What you have to do — What follows is a set of records; restate each one word for word and drop the pictures.

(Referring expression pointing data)
[Start of Attachment]

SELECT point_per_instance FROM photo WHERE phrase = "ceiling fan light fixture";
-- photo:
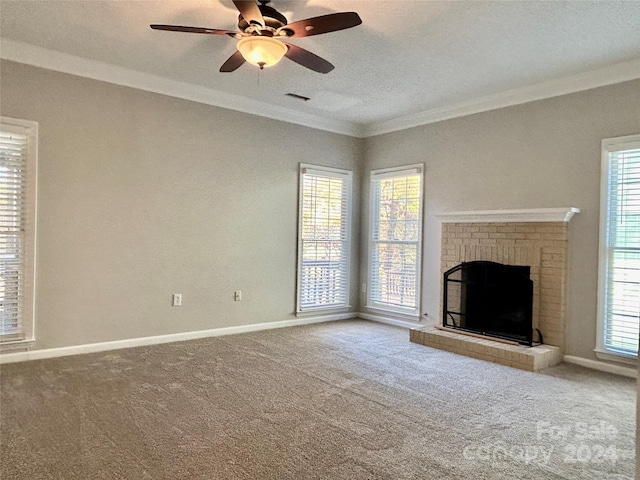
(261, 51)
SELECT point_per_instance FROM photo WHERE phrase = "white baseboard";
(158, 339)
(389, 321)
(603, 367)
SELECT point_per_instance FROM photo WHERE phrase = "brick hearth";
(536, 238)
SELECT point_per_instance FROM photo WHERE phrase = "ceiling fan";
(262, 31)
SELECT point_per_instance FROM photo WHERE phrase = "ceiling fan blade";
(307, 59)
(178, 28)
(234, 62)
(249, 10)
(323, 24)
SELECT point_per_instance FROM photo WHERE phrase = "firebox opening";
(490, 299)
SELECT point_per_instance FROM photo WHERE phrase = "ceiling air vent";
(299, 97)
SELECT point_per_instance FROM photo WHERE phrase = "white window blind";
(620, 302)
(395, 240)
(17, 208)
(323, 238)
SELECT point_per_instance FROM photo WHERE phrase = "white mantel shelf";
(561, 214)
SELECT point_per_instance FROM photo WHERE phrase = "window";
(324, 227)
(619, 295)
(395, 240)
(18, 144)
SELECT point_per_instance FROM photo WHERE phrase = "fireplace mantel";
(561, 214)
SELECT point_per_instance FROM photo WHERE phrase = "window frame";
(372, 304)
(27, 306)
(609, 145)
(347, 177)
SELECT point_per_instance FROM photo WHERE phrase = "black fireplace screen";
(491, 299)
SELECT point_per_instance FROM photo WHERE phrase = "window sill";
(616, 357)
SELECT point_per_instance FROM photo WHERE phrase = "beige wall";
(143, 195)
(540, 154)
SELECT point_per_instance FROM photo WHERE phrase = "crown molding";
(62, 62)
(562, 214)
(617, 73)
(53, 60)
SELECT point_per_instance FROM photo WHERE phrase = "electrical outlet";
(176, 300)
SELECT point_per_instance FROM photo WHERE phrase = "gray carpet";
(344, 400)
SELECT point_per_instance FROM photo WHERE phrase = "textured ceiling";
(407, 57)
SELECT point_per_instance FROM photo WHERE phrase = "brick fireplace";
(538, 238)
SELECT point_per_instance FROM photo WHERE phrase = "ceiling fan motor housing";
(272, 18)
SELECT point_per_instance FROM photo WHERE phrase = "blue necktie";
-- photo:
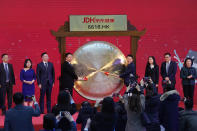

[End of Attachment]

Exercise solution —
SELECT point_per_instance FROM photo WHERE phrase = "ceiling fan light fixture";
-- photo:
(261, 51)
SELECT point_per_instance FROM photo WHERE phrase = "white baseboard";
(158, 339)
(389, 321)
(603, 367)
SELECT point_per_instance FROM photo WHERE phrase = "brick hearth";
(536, 238)
SELECT point_per_instance FROM photo WHERE phrase = "ceiling fan";
(262, 31)
SELECT point_per_instance FROM photo WHERE phrase = "ceiling fan blade";
(307, 59)
(178, 28)
(234, 62)
(249, 10)
(323, 24)
SELECT point_per_instance FROM photo WHERE phrase = "firebox opening";
(490, 299)
SELECT point_per_instance FROM photo WHERE phrase = "ceiling air vent";
(299, 97)
SELECT point_per_instance FROM photo WHERE phrase = "white window blind";
(620, 302)
(395, 240)
(17, 208)
(323, 238)
SELECT point_per_instance FROM photo WHERE phrase = "white mantel shelf";
(561, 214)
SELECT point_per_instance FROM photo WHERE phrase = "window";
(324, 227)
(619, 295)
(395, 240)
(18, 144)
SELECT point_per_instance FROM photo WHERE phrase = "fireplace mantel";
(561, 214)
SELECT point_per_instance FROM photo WHERE phrase = "window frame";
(372, 304)
(27, 306)
(609, 145)
(347, 177)
SELECT point_per_instance FROM photo WHERE phrase = "black fireplace screen";
(491, 299)
SELECT point_per_instance FROM photo WHERE phrase = "window sill";
(616, 357)
SELECT point_per_instance FROM photo WHERE phrase = "beige wall";
(143, 195)
(540, 154)
SELECT point_per_instance FROM photo WHERE phrase = "crown molding";
(62, 62)
(562, 214)
(617, 73)
(53, 60)
SELECT point_per_instance FROM photo WHERE phrase = "electrical outlet";
(176, 300)
SELECT point_per_instance FROM photo WHERE phrase = "gray carpet";
(344, 400)
SELECT point_per_instance FROM photo WHERE phrase = "textured ceiling";
(407, 57)
SELECT point_per_instance FROM photo WHERE phrase = "brick fireplace";
(538, 238)
SELECT point_per_instance FROM photo WHERE phrase = "ceiling fan motor housing";
(272, 18)
SELECT point_per_instance FROM photo WHERE phrase = "blue necktie";
-- photo:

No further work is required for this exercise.